* [Problem details]
From the faculty spotlight below, copy out word for word the passage that opens with the words containing "This is only" and closes with "in the field.".

* [Selected text]
February 2, 2018

Faculty Spotlight: Dr. Stacy Bishop

Dr. Stacy Bishop on Strengthening the Reformed Exercise & Nutrition Science Program

If Dr. Stacy Bishop does his job correctly, the students who graduate from his program could make anyone Batman.

That is to say, graduates of the newly minted Exercise and Nutrition Science Program will have the means to design custom fitness routines capable of whipping any client into crimefighting shape.

Bishop, the coordinator of the program formerly known as kinesiology, has worked for the past two years with his fellow faculty to completely overhaul the degree program.

According to Bishop, “kinesiology” is an outdated term when describing the rapid evolution of his field. “We’re not all just PE teachers,” said Bishop. “We’re not just teaching. We’re much more science-based than a lot of people realize.”

Bishop explained that as the cultural importance of physical health has risen, so has the need for properly trained experts.

“Part of it is, we realize how important physical activity is to health and to reducing the relative risk of premature development of cardiovascular disease,” said Bishop.

According to the assistant professor, this is evidenced in the way businesses like Google and Nike have implemented corporate fitness and wellness programs to ensure their employees are performing at the top of their game.

Bishop saw this growth firsthand through his many years studying fitness. In college, Bishop played baseball and football but cited a graduate class in exercise physiology as the true ignition to his passion.

“It took everything that I kind of already thought about exercise, and it expanded on it. I knew that I enjoyed it, but I didn’t really tie that together with some of these other biology courses that I had taken, like anatomy and physiology.”

After a few years teaching and coaching at the community college level, Bishop left his home state of Texas to pursue a Ph.D. at The University of Alabama. When he arrived at UM in 2014 after a few years teaching at Texas A&M, the University’s Kinesiology Department was experiencing major faculty turnover.

This is only Bishop’s third year at UM, meaning he leapt quickly from serving as an assistant professor to adding the coordination of an entirely new program. “I felt like we were just treading water and weren’t moving in the right direction as I saw it for the future of the discipline. So when I got the opportunity to take the reins, I was very excited,” said Bishop.

With exercise and nutrition science now in its first full semester, Bishop and his faculty have their sights set on maintaining their new trajectory and implementing a new master’s program possibly by next year.

According to Bishop, these adjustments are made with close feedback from the kinesiology program’s alumni in the field.

“Where our students are going helps us dictate how we need to prepare them. If they’re not going into the field, we need to adjust what we’re doing,” said Bishop.

* [Extracted material]

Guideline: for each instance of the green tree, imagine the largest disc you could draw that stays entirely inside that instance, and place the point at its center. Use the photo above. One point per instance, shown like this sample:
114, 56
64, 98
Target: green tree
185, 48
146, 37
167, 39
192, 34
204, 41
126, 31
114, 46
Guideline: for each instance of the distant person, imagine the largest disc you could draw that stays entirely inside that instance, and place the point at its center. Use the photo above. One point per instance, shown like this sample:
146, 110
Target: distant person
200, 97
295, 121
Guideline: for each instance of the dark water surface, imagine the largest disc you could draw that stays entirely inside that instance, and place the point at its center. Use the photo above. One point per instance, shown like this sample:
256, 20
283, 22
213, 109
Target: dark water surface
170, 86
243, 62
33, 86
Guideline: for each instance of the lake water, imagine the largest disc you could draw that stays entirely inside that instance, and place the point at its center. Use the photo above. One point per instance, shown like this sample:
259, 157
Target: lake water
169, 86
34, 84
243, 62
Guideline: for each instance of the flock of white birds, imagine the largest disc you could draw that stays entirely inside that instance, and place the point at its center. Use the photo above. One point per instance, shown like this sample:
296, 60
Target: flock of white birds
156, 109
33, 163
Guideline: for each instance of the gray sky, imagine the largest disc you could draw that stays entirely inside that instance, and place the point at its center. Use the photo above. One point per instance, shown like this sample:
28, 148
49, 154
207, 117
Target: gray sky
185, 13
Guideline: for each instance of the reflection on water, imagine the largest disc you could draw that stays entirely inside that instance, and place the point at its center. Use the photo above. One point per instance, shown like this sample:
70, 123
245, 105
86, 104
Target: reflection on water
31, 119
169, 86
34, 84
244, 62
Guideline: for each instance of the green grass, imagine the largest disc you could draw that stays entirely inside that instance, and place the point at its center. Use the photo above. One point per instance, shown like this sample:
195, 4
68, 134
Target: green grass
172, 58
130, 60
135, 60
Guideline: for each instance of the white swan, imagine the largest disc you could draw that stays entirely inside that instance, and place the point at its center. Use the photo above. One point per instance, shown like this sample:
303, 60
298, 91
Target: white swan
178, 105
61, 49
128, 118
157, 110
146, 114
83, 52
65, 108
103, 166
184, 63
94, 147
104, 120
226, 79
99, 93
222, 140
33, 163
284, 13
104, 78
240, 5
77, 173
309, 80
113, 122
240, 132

* [Task result]
This is only Bishop’s third year at UM, meaning he leapt quickly from serving as an assistant professor to adding the coordination of an entirely new program. “I felt like we were just treading water and weren’t moving in the right direction as I saw it for the future of the discipline. So when I got the opportunity to take the reins, I was very excited,” said Bishop.

With exercise and nutrition science now in its first full semester, Bishop and his faculty have their sights set on maintaining their new trajectory and implementing a new master’s program possibly by next year.

According to Bishop, these adjustments are made with close feedback from the kinesiology program’s alumni in the field.